▶ **WORK TO BE COMPLETED**
Write out every single entry exactly.

────

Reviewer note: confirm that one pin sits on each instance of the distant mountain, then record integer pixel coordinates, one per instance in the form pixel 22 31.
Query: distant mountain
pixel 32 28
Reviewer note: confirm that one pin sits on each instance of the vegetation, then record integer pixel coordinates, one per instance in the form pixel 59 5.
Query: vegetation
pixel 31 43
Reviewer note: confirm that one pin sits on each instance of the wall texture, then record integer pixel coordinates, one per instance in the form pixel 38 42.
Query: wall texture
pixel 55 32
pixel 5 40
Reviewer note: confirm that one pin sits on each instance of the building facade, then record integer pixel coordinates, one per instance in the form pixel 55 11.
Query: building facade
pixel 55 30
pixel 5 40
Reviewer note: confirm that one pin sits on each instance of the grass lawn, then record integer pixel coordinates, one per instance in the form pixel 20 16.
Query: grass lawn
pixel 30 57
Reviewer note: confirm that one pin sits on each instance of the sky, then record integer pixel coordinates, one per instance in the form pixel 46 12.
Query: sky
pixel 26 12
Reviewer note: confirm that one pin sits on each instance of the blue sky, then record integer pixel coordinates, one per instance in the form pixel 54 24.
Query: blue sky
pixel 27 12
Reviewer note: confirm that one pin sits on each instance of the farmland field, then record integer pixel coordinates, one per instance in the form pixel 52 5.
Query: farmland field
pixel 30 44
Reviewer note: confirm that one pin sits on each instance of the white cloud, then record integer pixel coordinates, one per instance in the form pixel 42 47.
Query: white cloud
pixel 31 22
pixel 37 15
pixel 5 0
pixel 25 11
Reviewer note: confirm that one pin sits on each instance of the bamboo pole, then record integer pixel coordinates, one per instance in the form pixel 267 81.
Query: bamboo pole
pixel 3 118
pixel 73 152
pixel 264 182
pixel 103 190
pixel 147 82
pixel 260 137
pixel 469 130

────

▶ **WRITTEN RESPONSE**
Reviewer note: confirm that one pin sits on each instance of the distant mountain, then record integer pixel coordinates, one per instance in the form pixel 22 31.
Query: distant mountain
pixel 32 28
Reviewer note: confirm that one pin sits on each instance of the vegetation, then record integer pixel coordinates, one per instance in the form pixel 59 5.
Query: vegetation
pixel 31 43
Reviewer note: confirm that one pin sits on each instance of the wall texture, then record integer pixel coordinates, one per instance in the form pixel 38 42.
Query: wall texture
pixel 55 32
pixel 5 40
Reviewer note: confirm that one pin sits on each instance of the building facade, then record integer pixel coordinates, one per instance in the form pixel 55 11.
Query: building facade
pixel 55 30
pixel 5 40
Reviewer note: confirm that one pin sits on each instance of the grass lawn, then record integer pixel coordinates, one per instance in the form pixel 20 16.
Query: grass lawn
pixel 30 57
Reviewer note: confirm that one pin sits on each instance of the sky, then record integer pixel coordinates, one per instance in the form pixel 46 12.
Query: sky
pixel 26 12
Reviewer note: confirm that one pin sits on each instance of the blue sky, then record integer pixel coordinates, one per instance in the form pixel 54 24.
Query: blue sky
pixel 27 12
Reviewer note: confirm that one pin sits on each instance of the farmland field, then record integer pixel coordinates, one per instance in the form pixel 52 5.
Query: farmland field
pixel 30 44
Reviewer note: confirm that one pin sits on each instance of the white cloud, then record integer pixel coordinates, one per instance in the form pixel 42 47.
Query: white cloud
pixel 31 22
pixel 37 15
pixel 5 0
pixel 25 11
Reviewer note: confirm that one pin sits on each instance of the bamboo pole, then record integer pixel coordinates, one per instance in the form pixel 267 81.
Query: bamboo pole
pixel 3 118
pixel 73 152
pixel 264 182
pixel 103 190
pixel 147 82
pixel 260 137
pixel 469 130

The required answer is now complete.